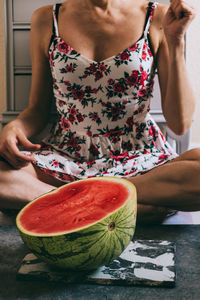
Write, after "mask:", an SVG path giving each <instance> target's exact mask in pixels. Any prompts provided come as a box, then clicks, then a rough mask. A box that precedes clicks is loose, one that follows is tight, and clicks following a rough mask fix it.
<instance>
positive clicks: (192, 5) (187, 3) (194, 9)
mask: <svg viewBox="0 0 200 300" xmlns="http://www.w3.org/2000/svg"><path fill="white" fill-rule="evenodd" d="M170 8H171V10H172V12H173V14H174V15H175V17H176V19H182V18H184V17H187V18H189V19H193V18H194V17H195V8H194V6H193V5H191V3H190V2H189V1H184V0H171V1H170Z"/></svg>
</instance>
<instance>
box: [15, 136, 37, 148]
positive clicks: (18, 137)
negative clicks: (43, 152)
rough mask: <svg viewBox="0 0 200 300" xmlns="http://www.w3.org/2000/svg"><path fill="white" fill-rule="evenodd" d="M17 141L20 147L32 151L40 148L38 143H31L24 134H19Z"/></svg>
mask: <svg viewBox="0 0 200 300" xmlns="http://www.w3.org/2000/svg"><path fill="white" fill-rule="evenodd" d="M18 139H19V143H20V145H21V146H22V147H24V148H25V149H26V150H29V151H34V150H39V149H40V148H41V145H40V144H33V143H31V142H30V141H29V140H28V139H27V138H26V137H25V136H24V135H22V134H19V135H18Z"/></svg>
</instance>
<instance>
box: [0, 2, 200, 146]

▶ _WORK INSTRUCTION_
Copy the listing word for word from its beginning up to and including the line containing "positive clicks: (192, 5) (187, 3) (194, 9)", omitting the picture.

▶ _OUTPUT_
Write, after "mask:", an SVG path giving each <instance> target's exact mask in pixels. Any prompts provided come as a box, then clicks, then a rough mask. A box that precedes clicks is loose, one that follows is tight, and clicks following a rough mask fix it.
<instance>
positive clicks: (192, 5) (187, 3) (194, 9)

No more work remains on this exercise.